>>>

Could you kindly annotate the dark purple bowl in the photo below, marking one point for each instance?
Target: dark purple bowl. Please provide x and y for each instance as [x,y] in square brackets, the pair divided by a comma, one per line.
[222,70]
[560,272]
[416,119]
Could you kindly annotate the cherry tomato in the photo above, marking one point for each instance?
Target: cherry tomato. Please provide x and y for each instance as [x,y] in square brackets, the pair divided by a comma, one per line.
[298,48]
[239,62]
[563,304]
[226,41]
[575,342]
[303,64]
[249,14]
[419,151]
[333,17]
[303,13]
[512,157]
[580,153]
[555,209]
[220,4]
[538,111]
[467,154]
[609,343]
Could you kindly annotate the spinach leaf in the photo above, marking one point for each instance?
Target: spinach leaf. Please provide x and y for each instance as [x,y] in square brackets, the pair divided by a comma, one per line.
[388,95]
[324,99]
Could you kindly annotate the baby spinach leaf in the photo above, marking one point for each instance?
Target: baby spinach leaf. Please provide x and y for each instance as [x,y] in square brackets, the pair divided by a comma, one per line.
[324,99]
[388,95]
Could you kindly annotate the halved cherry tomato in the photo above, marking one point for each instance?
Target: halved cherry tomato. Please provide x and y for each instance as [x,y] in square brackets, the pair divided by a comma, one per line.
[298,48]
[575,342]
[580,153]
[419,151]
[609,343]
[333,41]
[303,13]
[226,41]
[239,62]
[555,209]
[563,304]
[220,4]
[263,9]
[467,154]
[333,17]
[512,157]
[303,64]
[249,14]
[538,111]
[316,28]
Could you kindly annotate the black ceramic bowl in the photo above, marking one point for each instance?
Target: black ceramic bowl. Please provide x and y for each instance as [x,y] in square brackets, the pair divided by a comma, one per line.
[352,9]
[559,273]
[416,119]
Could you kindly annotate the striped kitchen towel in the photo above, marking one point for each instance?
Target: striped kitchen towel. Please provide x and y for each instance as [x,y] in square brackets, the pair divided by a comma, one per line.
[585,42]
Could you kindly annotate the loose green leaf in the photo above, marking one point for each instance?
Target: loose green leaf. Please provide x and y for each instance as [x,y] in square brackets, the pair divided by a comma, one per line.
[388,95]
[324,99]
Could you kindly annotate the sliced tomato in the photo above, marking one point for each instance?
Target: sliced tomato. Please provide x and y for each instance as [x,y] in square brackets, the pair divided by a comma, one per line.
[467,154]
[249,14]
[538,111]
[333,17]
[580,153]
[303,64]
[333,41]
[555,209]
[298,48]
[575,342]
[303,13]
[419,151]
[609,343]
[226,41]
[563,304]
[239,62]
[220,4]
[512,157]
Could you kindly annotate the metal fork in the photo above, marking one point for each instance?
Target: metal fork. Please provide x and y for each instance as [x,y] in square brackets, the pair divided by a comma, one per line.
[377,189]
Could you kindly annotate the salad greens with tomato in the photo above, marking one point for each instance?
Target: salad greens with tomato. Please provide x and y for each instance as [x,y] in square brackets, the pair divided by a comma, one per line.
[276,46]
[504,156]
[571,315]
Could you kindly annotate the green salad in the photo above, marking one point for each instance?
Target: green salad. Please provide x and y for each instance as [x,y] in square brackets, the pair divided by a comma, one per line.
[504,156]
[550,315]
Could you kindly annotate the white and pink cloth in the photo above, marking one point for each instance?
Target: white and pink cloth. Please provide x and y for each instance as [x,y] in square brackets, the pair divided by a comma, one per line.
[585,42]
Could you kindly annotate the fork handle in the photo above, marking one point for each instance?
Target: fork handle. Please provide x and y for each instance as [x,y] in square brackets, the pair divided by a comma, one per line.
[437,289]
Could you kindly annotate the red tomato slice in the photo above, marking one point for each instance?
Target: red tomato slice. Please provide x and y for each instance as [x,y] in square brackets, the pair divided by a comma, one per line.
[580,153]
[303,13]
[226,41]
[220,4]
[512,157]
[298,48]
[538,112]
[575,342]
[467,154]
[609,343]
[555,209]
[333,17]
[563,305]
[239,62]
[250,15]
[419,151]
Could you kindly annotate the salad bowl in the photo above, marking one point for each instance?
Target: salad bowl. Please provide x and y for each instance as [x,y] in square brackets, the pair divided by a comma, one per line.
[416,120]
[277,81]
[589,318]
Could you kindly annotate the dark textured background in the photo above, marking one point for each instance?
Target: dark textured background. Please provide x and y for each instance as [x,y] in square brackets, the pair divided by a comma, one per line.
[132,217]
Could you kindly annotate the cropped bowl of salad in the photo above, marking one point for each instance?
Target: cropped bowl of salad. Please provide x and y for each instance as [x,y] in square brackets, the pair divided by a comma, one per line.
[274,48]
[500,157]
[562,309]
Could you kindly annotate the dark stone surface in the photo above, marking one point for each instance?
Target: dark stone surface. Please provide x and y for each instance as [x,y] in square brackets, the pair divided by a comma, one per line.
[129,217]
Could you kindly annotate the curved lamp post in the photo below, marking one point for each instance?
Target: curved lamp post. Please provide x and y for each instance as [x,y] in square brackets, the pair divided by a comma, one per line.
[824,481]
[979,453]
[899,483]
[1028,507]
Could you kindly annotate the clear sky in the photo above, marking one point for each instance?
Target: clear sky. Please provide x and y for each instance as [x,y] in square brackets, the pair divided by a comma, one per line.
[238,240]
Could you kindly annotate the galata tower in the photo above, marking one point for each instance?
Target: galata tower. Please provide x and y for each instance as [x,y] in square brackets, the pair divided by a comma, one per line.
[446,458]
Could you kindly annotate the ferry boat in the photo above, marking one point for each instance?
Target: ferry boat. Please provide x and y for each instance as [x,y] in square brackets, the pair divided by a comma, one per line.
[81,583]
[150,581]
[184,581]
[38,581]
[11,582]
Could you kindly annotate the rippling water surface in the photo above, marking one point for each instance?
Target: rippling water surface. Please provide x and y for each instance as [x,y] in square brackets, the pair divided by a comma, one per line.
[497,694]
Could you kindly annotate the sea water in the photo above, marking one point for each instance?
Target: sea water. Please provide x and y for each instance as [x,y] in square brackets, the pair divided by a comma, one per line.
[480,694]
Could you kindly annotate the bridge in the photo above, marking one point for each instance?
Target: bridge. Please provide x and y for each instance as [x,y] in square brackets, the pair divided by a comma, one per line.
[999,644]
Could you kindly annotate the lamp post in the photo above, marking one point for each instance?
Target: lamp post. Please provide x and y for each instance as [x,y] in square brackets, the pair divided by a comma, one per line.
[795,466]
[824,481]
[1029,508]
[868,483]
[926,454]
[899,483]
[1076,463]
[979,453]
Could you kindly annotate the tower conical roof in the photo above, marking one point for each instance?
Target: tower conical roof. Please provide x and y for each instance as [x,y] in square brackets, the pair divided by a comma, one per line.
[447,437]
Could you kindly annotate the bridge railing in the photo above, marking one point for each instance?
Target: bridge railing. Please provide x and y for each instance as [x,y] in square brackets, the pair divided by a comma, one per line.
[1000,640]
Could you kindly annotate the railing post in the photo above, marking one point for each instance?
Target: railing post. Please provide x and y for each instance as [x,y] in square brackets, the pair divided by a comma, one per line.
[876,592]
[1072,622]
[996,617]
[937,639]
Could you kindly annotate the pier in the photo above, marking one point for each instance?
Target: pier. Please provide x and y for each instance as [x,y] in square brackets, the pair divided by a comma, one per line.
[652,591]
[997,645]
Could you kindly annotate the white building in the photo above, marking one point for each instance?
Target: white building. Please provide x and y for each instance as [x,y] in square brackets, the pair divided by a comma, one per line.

<<<

Given problem: Rewrite the records above as a numbered list, one line per item, leaving out any blank lines.

Answer for this exercise:
1. Could you kindly annotate the dark purple bowl in the photo below, marking one point for each instance?
2. Target: dark purple bowl. Please provide x and y for each instance as [x,y] in square brackets, the pair divided by a comma, one per line.
3. [222,70]
4. [560,272]
5. [416,119]
6. Could you kindly annotate the cherry tomato in the photo above, marking one point for each instance?
7. Target: cherry tomato. Please provide x and y for each instance as [x,y] in square brackets, the pair divided by a comma, one per line.
8. [298,48]
9. [239,62]
10. [563,304]
11. [226,41]
12. [575,342]
13. [303,64]
14. [249,14]
15. [419,151]
16. [333,17]
17. [303,13]
18. [512,157]
19. [580,153]
20. [555,209]
21. [220,4]
22. [538,111]
23. [467,154]
24. [609,343]
25. Could you kindly annotate the spinach leaf in the photo above, marking one point for each instance?
26. Target: spinach leaf. Please provide x and y for each instance as [x,y] in square brackets, the pair divided by a comma, one per line.
27. [388,95]
28. [324,99]
29. Could you kindly annotate the baby spinach leaf in the photo above, marking one point for each instance?
30. Target: baby spinach leaf. Please provide x and y for each instance as [x,y] in square brackets, the pair divided by a comma, one per line.
31. [324,99]
32. [388,95]
33. Could you kindly annotate the halved cherry tomato in the photo above, marking one point for each instance?
34. Target: halved cherry tomato. Please provide x and y for each instance as [x,y] in square brackets, the pair divided by a comma, one per line.
35. [298,48]
36. [575,342]
37. [580,153]
38. [419,151]
39. [609,343]
40. [333,41]
41. [303,13]
42. [226,41]
43. [239,62]
44. [555,209]
45. [563,304]
46. [220,4]
47. [263,9]
48. [467,154]
49. [333,17]
50. [512,157]
51. [303,64]
52. [249,14]
53. [538,111]
54. [316,28]
55. Could you kindly annotate the black ceramic bowl in the photo above, marking one point for each instance?
56. Target: black ceramic bowl. Please provide x and y for each instance as [x,y] in square brackets, the pair divided by a comma, one per line.
57. [352,9]
58. [559,273]
59. [416,119]
60. Could you kindly annotate the striped kitchen towel in the photo above, marking one point for each instance?
61. Target: striped kitchen towel. Please provide x and y for each instance as [x,y] in square brackets, the pair divided by a comma, one per line.
62. [585,42]
63. Could you kindly annotate the loose green leaf in the photo above, marking one point for each instance?
64. Target: loose green leaf. Please provide x and y for each instance as [x,y] in square brackets, the pair divided by a comma, one per line.
65. [388,95]
66. [324,99]
67. Could you kindly annotate the sliced tomato in the photo above, marking one point for each instance?
68. Target: sliced tomato. Please provide x and y for each instance as [x,y] in square brackets, the pair divided by a comma, one per line.
69. [467,154]
70. [249,14]
71. [538,111]
72. [333,17]
73. [580,153]
74. [303,64]
75. [333,41]
76. [555,209]
77. [298,48]
78. [575,342]
79. [303,13]
80. [419,151]
81. [609,343]
82. [226,41]
83. [563,304]
84. [239,62]
85. [220,4]
86. [512,157]
87. Could you kindly annotate the metal fork in the photo above, marking one point for each instance?
88. Target: metal fork. Please provide x and y for each instance as [x,y] in square brackets, the pair divided by a comma, one per line.
89. [377,189]
90. Could you kindly annotate the salad greens with tomato in the photo above, marking one point for each instance?
91. Target: salad greens with tomato. Please provide x and y for each instance as [x,y] in square brackets, the pair divided by a comma, one per line.
92. [276,46]
93. [504,156]
94. [571,315]
95. Could you kindly annotate the green salad in the photo above, marking one point for each instance?
96. Target: green salad. Please provide x and y for each instance as [x,y] in square brackets, the pair divided by a comma, one per line.
97. [504,156]
98. [550,315]
99. Could you kindly annotate the white and pink cloth in the photo above, marking one point for each instance?
100. Target: white and pink cloth. Please provide x and y for each instance as [x,y] in square brackets, the pair divided by a comma, one per line.
101. [585,42]
102. Could you kindly annotate the fork handle in the photo above, marking one point for each instance?
103. Target: fork handle. Please provide x and y for each instance as [x,y] in square brackets, the pair divided by a comma, one per line.
104. [437,289]
105. Could you kindly annotate the red tomato slice in the photo above, marking one point for each instance?
106. Target: red tomato slice. Please provide x and y for each instance as [x,y] in square brackets, the pair divided by a comma, one per line.
107. [580,153]
108. [303,13]
109. [226,41]
110. [220,4]
111. [512,157]
112. [298,48]
113. [538,112]
114. [575,342]
115. [467,154]
116. [609,343]
117. [555,209]
118. [333,17]
119. [563,305]
120. [239,62]
121. [250,15]
122. [419,151]
123. Could you kindly annotate the salad bowl in the photo above, marking one point for each instance?
124. Target: salad bowl. Please provide x and y for each instance as [x,y] in square brackets, the pair divided by a comma, one per line.
125. [416,120]
126. [277,81]
127. [589,318]
128. Could you kindly annotate the dark textured background in the photo above, marking one point for each instance?
129. Target: dark textured background. Please provide x and y for each instance as [x,y] in square brackets, the pair divided by a comma, one per line.
130. [132,217]
131. Could you kindly annotate the cropped bowl of salad in the photo above, marking one point for each instance?
132. Target: cropped bowl of salad. Please provide x and y for each instance as [x,y] in square brackets, the pair divided by a comma, one per line.
133. [274,48]
134. [500,157]
135. [562,309]
136. Could you kindly annotate the dark stone surface in the photo above, marking one point for each instance?
137. Target: dark stone surface. Please provide x and y for each instance as [x,y] in square brackets, the pair divided by a comma, one per line.
138. [129,217]
139. Could you kindly annotate the curved lamp post in the photo below, marking one point for each instance?
140. Target: curved lamp post. Please provide x and y for each instance as [x,y] in square brackets, the pair divided by a comma, one per line.
141. [824,481]
142. [979,453]
143. [899,483]
144. [1028,507]
145. Could you kindly annotate the clear sky in the photo above, marking one point for each instance?
146. Target: clear sky. Please provide x and y for each instance as [x,y] in square brackets, the pair divided by a comma, one per line.
147. [238,240]
148. Could you kindly annotate the galata tower in the photo above, marking one point for each instance?
149. Target: galata tower. Please provide x and y for each instance as [x,y] in square brackets, the pair divided by a comma, one per line.
150. [446,458]
151. Could you kindly annotate the ferry boat in the photo above, marking one point for each instance?
152. Target: ferry boat. Please provide x and y for each instance as [x,y] in square brackets, the pair divided by a comma, one per line.
153. [81,583]
154. [150,581]
155. [184,581]
156. [38,581]
157. [11,582]
158. Could you kindly annotate the rippling water surface in the photo above, marking one point for each instance?
159. Target: rippling water surface. Please provide x and y for each instance as [x,y] in square brackets, the pair divided by a comma, one per line.
160. [497,694]
161. Could you kindly annotate the sea water in the photo above, marking one point for each instance?
162. Target: sea water. Please provide x and y for each instance as [x,y] in square brackets, the pair divided by a comma, one per line.
163. [480,694]
164. Could you kindly annotate the bridge in the photo above, marking one point for each instance?
165. Target: bridge. Please provide x and y for each instance as [x,y] in square brackets, the pair divided by a comma, one per line.
166. [999,644]
167. Could you kindly annotate the lamp post in the photo above, marking one point for each instance?
168. Target: lamp post. Please provide x and y for each instance as [x,y] in square brackets, the pair divided by a comma, one per line.
169. [795,466]
170. [824,481]
171. [1029,508]
172. [868,483]
173. [926,454]
174. [899,483]
175. [1076,463]
176. [979,453]
177. Could you kindly annotate the tower conical roof in the photo above, marking one point for each instance?
178. Target: tower conical roof. Please provide x and y for each instance as [x,y] in square brackets, the pair divided by a comma, one per line.
179. [447,437]
180. Could you kindly annotate the bridge railing in the photo above, marking one point for each instance?
181. Target: bridge railing. Please provide x and y for each instance as [x,y] in square brackets, the pair divided by a comma, one per line.
182. [1000,640]
183. Could you kindly annotate the railing post in the photo above, marking one point for each instance?
184. Target: railing post. Please provide x and y for each instance as [x,y] in square brackets, the pair divided by a comma, one per line.
185. [876,592]
186. [1072,622]
187. [996,617]
188. [937,639]
189. Could you kindly annotate the pier in the photo above, marking one point for each instance?
190. Target: pier. Please provide x and y for each instance as [x,y] in square brackets, the pair divided by a comma, one per line.
191. [652,591]
192. [997,645]
193. Could you kindly annotate the white building in the photo above, marking one point for each instance?
194. Target: white building. Please provide x and y for each instance as [x,y] in square brackets, the pair divided by a comma, one per line.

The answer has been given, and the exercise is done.